* _Consigne 1_:
Citez fidèlement le passage de l'extrait du texte qui commence par « 62      Deuxièmement, s’agissant du » et se poursuit jusqu'à « davantage être retenu. ».
* _Consigne 2_:
Répondez brièvement aux questions suivantes à l'aide de l'extrait du texte.
(a) Quel considérant de la décision attaquée indique que la Commission a conclu que le report fiscal des pertes ne devait pas être pris en considération dans la détermination du montant de l'aide ?
(b) À quelle date a été payé le prix du rachat en masse des actions du flottant ?
(c) Dans quel cadre et en vue de quoi l'expertise gmc-unitreu avait-elle été élaborée ?

60      L’argumentation de la requérante ne remet nullement en cause ces constatations. La Commission s’est en effet limitée à indiquer que, du fait du report fiscal des pertes dont avait bénéficié BB, l’acquéreur de cette dernière pouvait être en mesure (« qui pouvaient compenser ») de bénéficier indirectement d’un avantage complémentaire. L’affirmation de la requérante selon laquelle la Commission a voulu donner l’impression que GRAWE n’a rien dû payer pour l’acquisition de BB ne trouve, par conséquent, aucun appui solide.

61      De surcroît, il convient de souligner que la question du report fiscal des pertes de BB n’a pas été abordée dans la suite de la décision attaquée aux fins de l’appréciation d’un avantage au profit de GRAWE. Le considérant 174 de la décision attaquée indique clairement que, « [e]n ce qui concerne la question, qui figure dans la décision d’ouverture, de savoir si le report fiscal des pertes doit être pris en considération dans la détermination du montant de l’aide, la Commission l’a examinée et en a conclu que non ».

62      Deuxièmement, s’agissant du grief de la requérante selon lequel la Commission a, à tort, omis de tenir compte du prix payé, en mars 2006, pour le rachat en masse des actions du flottant eu égard à l’expertise gmc-unitreu, il ne saurait davantage être retenu.

63      Tout d’abord, ainsi qu’il ressort clairement de la décision attaquée, la Commission a estimé que, dès lors que le prix du marché avait été déterminé dans le cadre de la mise en place d’une procédure d’adjudication ouverte, inconditionnelle et transparente, il n’était nullement besoin de se référer à une quelconque expertise (voir notamment considérant 112 de la décision attaquée) et, en particulier, à l’expertise gmc-unitreu qui avait été élaborée, dans le cadre des actes préparatoires de la privatisation de BB, en vue du dédommagement des actionnaires du flottant. La raison pour laquelle la Commission ne s’est pas fondée sur ladite expertise pour la détermination du prix du marché de BB est donc sans rapport avec la valeur intrinsèque de celle-ci, mais tient davantage au fait qu’il a été jugé préférable de se référer aux offres valablement soumises dans le cadre de la procédure d’appel d’offres en cause. C’est donc à tort que la requérante suggère que la Commission a passé sous silence le montant du dédommagement accordé aux actionnaires du flottant en mars 2006. Force est à cet égard de relever que la question du dédommagement des actionnaires du flottant en 2006 ainsi que l’expertise gmc-unitreu sont expressément mentionnées et examinées dans la décision attaquée [voir considérant 19, considérant 68, sous b), et considérant 113 de la décision attaquée].

* _Jeu de données_:
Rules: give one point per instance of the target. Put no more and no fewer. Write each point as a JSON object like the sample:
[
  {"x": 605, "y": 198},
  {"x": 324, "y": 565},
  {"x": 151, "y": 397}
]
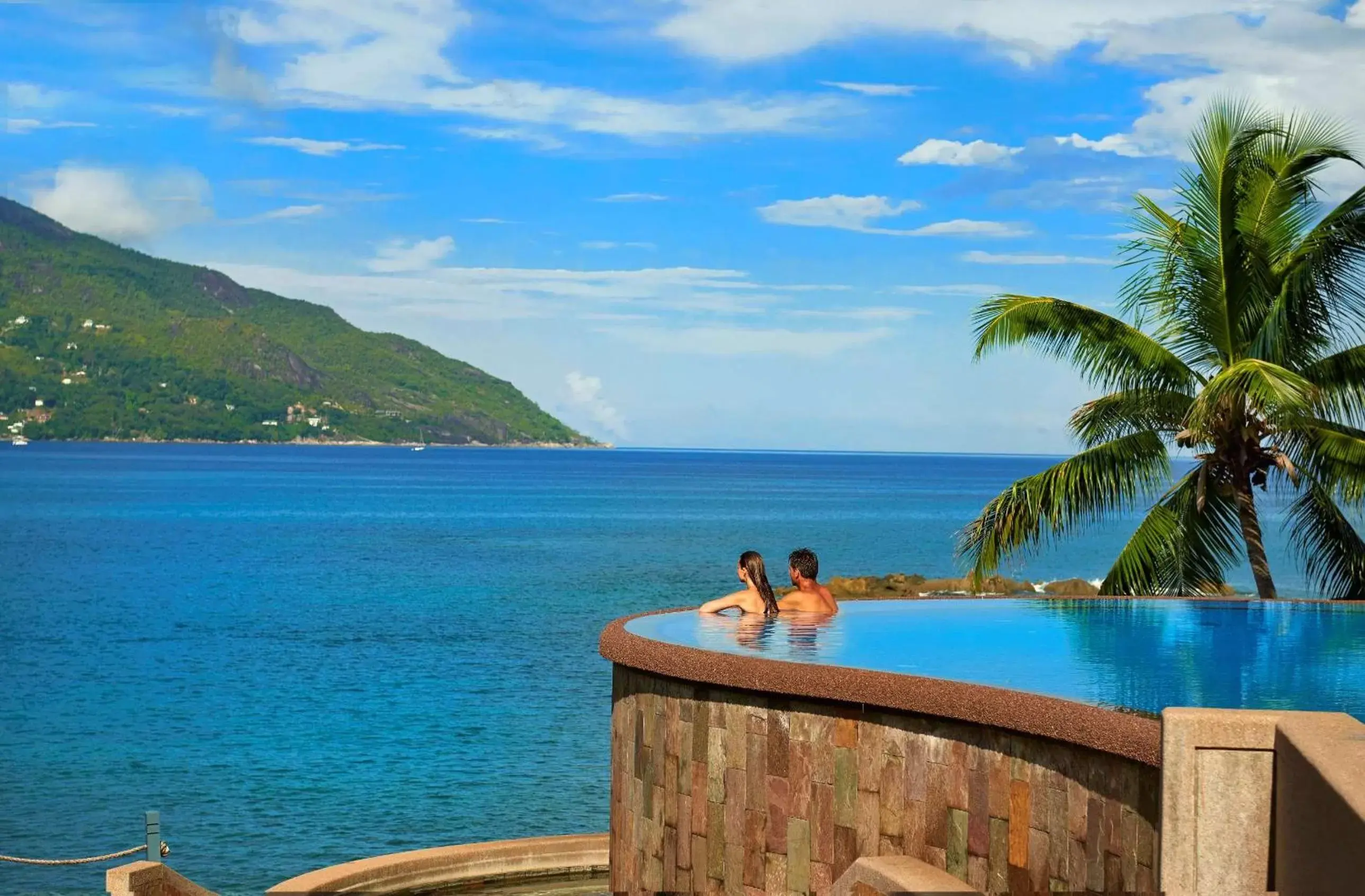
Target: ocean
[{"x": 306, "y": 655}]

* _Résultat 1_:
62      Deuxièmement, s’agissant du grief de la requérante selon lequel la Commission a, à tort, omis de tenir compte du prix payé, en mars 2006, pour le rachat en masse des actions du flottant eu égard à l’expertise gmc-unitreu, il ne saurait davantage être retenu.

* _Résultat 2_:
(a) Le considérant 174.
(b) En mars 2006.
(c) Elle avait été élaborée dans le cadre des actes préparatoires de la privatisation de BB, en vue du dédommagement des actionnaires du flottant.